Your goal
Please copy exactly the lines that begin with the one containing "Target: reflection on water" and end with the last line of the entries.

Supplied records

--- BEGIN ---

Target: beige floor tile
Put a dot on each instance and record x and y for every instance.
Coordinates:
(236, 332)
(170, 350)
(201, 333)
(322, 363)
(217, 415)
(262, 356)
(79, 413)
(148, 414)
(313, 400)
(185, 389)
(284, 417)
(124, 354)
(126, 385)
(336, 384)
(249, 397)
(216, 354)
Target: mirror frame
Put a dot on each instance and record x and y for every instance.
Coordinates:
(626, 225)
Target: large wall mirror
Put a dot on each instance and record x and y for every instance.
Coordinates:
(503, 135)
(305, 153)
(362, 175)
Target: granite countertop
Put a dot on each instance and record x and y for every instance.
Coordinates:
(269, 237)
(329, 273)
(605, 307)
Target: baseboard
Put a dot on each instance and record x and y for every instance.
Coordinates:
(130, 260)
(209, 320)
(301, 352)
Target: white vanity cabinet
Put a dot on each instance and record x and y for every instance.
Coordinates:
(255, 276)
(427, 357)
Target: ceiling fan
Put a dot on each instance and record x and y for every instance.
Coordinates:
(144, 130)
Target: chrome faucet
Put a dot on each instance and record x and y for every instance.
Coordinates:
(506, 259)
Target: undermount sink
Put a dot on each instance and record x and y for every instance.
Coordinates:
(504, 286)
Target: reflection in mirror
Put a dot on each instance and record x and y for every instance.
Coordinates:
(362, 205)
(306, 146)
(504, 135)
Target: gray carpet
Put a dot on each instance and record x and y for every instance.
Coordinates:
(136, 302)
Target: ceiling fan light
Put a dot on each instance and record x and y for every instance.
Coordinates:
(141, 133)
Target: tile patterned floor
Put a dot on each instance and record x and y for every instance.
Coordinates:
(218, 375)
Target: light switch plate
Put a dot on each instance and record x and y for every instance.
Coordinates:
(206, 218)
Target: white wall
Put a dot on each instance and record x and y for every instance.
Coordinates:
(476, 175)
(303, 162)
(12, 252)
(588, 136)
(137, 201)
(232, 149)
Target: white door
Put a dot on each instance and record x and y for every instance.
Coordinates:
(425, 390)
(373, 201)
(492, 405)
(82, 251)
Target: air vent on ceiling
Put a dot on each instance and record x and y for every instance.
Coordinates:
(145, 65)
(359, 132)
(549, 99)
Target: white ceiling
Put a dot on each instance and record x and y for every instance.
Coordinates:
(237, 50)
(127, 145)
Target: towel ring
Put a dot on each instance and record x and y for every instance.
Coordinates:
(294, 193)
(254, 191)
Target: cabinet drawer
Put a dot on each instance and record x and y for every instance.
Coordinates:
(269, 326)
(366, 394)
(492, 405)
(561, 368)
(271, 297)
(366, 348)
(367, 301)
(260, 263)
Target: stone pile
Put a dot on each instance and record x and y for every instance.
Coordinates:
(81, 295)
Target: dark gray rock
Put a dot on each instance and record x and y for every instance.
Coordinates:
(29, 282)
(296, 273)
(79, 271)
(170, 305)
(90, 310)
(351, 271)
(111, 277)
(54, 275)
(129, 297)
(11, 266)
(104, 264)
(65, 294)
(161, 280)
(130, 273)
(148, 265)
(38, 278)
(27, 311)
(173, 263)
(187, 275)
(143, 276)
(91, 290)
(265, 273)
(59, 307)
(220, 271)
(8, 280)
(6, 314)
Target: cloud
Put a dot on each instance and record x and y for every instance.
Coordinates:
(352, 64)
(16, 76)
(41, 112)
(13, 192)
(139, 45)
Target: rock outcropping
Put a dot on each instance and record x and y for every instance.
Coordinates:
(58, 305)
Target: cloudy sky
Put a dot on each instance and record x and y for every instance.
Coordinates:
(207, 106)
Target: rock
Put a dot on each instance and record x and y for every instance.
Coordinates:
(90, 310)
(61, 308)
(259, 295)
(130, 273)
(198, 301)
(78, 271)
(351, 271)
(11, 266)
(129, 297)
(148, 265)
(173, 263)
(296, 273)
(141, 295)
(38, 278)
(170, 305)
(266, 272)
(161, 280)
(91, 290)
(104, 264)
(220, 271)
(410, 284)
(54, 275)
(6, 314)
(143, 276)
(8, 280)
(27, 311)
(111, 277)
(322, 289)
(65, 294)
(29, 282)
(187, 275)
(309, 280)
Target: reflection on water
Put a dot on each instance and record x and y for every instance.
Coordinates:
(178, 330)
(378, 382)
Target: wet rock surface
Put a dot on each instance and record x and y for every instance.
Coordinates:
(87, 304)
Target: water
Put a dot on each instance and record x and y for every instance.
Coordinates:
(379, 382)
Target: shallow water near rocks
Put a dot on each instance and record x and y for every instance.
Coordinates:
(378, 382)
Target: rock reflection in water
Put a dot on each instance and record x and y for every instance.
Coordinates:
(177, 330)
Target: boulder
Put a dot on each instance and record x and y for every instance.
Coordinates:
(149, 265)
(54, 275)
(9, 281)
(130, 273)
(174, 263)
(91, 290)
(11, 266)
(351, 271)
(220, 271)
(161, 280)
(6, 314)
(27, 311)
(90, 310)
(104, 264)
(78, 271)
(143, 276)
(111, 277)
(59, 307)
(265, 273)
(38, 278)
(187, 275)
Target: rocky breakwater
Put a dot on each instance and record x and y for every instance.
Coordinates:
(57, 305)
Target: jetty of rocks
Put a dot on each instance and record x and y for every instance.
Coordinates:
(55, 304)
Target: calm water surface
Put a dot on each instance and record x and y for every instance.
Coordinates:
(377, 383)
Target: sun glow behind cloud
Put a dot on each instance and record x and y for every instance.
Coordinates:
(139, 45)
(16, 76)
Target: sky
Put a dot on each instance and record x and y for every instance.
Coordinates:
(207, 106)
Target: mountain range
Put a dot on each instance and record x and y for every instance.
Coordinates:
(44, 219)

--- END ---

Written answer
Target: reflection on water
Put a dot on each instance and record x and y for every instance.
Coordinates:
(178, 330)
(378, 382)
Target: wet rock surface
Put a dot on each instance and record x and y for every instance.
Coordinates:
(87, 304)
Target: water
Put a dot on each instance and record x and y for every instance.
Coordinates:
(379, 382)
Target: shallow water near rocks
Put a dot on each instance and record x and y for every instance.
Coordinates:
(378, 382)
Target: rock reflection in water
Put a dot on each instance and record x and y for every instance.
Coordinates:
(177, 330)
Target: boulder
Put a dot on each instance and record x and y for every instance.
Coordinates:
(149, 265)
(54, 275)
(9, 281)
(130, 273)
(174, 263)
(91, 290)
(11, 266)
(351, 271)
(220, 271)
(161, 280)
(6, 314)
(27, 311)
(90, 310)
(104, 264)
(78, 271)
(143, 276)
(111, 277)
(59, 307)
(265, 273)
(38, 278)
(187, 275)
Target: rocky breakwater
Put a dot on each instance and record x and y for every instance.
Coordinates:
(57, 305)
Target: jetty of rocks
Put a dot on each instance and record x and y for every instance.
Coordinates:
(55, 304)
Target: calm water surface
Put a dot on each instance and record x and y for every instance.
Coordinates:
(377, 383)
Target: sun glow behind cloud
Put a dot on each instance and record x and y for every instance.
Coordinates:
(139, 45)
(16, 76)
Target: sky
Put a dot on each instance and record x and y for every instance.
Coordinates:
(207, 106)
Target: mountain range
Put a dot on each instance and record x and y for every instance.
Coordinates:
(44, 219)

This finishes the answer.